-- begin INPUT FOR THIS TASK --

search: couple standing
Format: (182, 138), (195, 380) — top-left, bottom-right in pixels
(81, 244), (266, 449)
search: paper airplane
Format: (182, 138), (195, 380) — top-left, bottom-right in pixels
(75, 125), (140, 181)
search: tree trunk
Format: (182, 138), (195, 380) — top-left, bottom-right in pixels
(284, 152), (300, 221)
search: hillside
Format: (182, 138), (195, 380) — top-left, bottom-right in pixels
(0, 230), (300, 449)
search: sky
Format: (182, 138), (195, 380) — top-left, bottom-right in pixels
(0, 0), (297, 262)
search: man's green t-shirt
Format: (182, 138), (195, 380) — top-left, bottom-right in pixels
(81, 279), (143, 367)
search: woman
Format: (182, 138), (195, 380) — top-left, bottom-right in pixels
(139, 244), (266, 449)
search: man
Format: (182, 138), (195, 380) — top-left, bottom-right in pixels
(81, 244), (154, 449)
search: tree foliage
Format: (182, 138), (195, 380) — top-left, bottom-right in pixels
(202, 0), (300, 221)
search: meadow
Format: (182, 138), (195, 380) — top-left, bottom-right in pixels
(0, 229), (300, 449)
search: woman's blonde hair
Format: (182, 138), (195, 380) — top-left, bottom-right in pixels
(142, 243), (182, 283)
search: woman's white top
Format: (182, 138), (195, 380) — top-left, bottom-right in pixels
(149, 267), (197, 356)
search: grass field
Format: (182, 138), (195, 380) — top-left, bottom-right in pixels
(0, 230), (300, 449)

-- end INPUT FOR THIS TASK --
-- begin INPUT FOR THIS TASK --

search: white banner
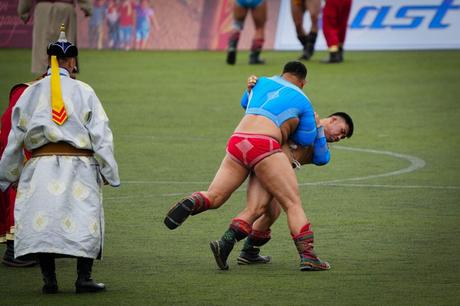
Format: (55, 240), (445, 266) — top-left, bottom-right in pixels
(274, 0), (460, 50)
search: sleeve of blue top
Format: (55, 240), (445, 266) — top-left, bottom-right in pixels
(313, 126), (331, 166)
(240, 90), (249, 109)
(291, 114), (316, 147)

-- end INPUT FOR THIS TASK --

** GIVEN PROBLEM **
Convert the items into a two-column CSV with the header row search,box. Start with the line containing "search: hillside" and continue through the line containing "(202, 0), (300, 221)". Use one row per item, put each value in a quoted field, and change any line breaks to spaces.

** REPLY **
search,box
"search: hillside Format: (182, 138), (195, 380) — top-left, bottom-right in pixels","(0, 230), (300, 449)"
"search: sky Format: (182, 138), (195, 380) — top-left, bottom-right in pixels","(0, 0), (297, 262)"
"search: man's green t-shirt Format: (182, 138), (195, 380) — top-left, bottom-right in pixels","(81, 279), (143, 367)"
"search: woman Format: (182, 138), (195, 380) — top-left, bottom-right in pixels","(139, 244), (266, 449)"
"search: man Format: (182, 138), (195, 380) — top-left, bottom-right in pixels","(81, 244), (154, 449)"
"search: tree foliage Format: (182, 138), (195, 380) — top-left, bottom-right in pixels","(202, 0), (300, 221)"